Set exercise = Can you output the records below exactly as they are written?

>> Begin

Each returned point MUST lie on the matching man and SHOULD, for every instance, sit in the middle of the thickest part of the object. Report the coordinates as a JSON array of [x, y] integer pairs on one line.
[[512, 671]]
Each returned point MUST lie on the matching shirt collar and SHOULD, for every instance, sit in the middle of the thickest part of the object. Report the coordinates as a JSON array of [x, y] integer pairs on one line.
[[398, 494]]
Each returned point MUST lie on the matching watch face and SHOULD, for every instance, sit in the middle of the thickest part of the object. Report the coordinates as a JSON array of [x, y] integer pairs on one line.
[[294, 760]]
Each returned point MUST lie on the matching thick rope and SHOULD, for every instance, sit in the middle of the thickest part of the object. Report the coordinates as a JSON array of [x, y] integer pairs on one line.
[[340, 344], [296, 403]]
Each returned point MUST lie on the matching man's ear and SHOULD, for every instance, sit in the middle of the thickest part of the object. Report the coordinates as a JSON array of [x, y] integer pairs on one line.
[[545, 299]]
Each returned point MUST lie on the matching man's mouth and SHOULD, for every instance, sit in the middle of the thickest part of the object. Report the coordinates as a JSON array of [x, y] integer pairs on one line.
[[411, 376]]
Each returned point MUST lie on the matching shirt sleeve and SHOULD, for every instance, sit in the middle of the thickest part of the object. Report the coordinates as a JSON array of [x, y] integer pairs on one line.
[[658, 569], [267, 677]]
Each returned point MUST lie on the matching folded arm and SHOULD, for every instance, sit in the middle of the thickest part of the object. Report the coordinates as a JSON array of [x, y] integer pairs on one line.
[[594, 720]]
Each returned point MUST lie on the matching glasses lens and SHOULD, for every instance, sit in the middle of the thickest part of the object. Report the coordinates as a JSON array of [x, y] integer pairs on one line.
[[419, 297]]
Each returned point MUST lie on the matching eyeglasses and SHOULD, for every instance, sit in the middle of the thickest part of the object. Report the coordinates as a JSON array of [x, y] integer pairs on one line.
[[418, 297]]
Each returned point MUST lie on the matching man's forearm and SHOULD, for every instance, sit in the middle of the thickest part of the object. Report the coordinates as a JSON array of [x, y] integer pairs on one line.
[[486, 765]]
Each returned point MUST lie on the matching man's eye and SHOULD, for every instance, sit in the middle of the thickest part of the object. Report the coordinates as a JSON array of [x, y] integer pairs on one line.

>> End

Exercise answer =
Each returned point MUST lie on the matching man and SHOULD, for every instance, sit in the middle of the thickest part of the object. Report the coordinates as a JSON array of [x, y] integer pairs on one line.
[[512, 671]]
Each returned point MUST lie on the matching shirt collar and SHOULD, for every instance, sit in the middle of the thickest part of the object. Report the coordinates as a JSON array of [x, y] integer pairs on one line.
[[398, 494]]
Each returned point MUST lie on the matching watch face and SHOULD, for every instance, sit in the middle of the thickest part of the object. Report the coordinates as a JSON array of [x, y] integer pairs on one line.
[[294, 760]]
Each returned point MUST lie on the matching thick rope and SHOULD, for every instance, sit in the middle of the thickest part of the object. Report the coordinates as a JSON array of [x, y] integer pairs on one line.
[[340, 344], [296, 403]]
Each returned point MUST lie on the matching man's ear and SHOULD, for every instance, sit in the middle of the thickest part of the object. Report the coordinates as a JSON array of [x, y] integer pairs on one line.
[[545, 299]]
Each returned point MUST lie on the matching man's mouth and SHOULD, for every instance, sit in the middle of the thickest part of the object. Report the coordinates as a JSON array of [x, y] integer pairs on one line.
[[411, 376]]
Each returned point MUST lie on the matching shirt sleeve and SHOULD, for every instance, sit in the middle of the thickest part of the object. Report the coordinates as a JSON array of [x, y] integer pairs on one line.
[[658, 569], [267, 677]]
Each returned point MUST lie on the matching folded arm and SHOULD, for every instance, sit in the middle of the thickest part of the object. Report the coordinates as a JSON array of [x, y] integer pairs on one line.
[[594, 720]]
Each returned point MUST lie on the matching glasses lens and SHOULD, for every instance, sit in the middle of the thickest part of the object. Report the coordinates as a JSON array of [x, y] integer pairs on one line.
[[419, 297]]
Each returned point MUST lie on the matching eyeglasses and SHOULD, for every instance, sit in the middle of the thickest part of the object. Report the coordinates as a JSON array of [x, y] integer pairs on one line.
[[418, 297]]
Each returned point MUST lie on the matching man's forearm and SHOULD, for every instance, sit in the middle of the thickest part of the object. Report the coordinates as a JSON array of [x, y] integer pairs on one line.
[[486, 765]]
Each returned point MUST lie on the matching man's eye and SHOULD, for every instance, sit in the middle of the thickest part of the object. Report the coordinates as a JSON array of [x, y] integer pairs on one line.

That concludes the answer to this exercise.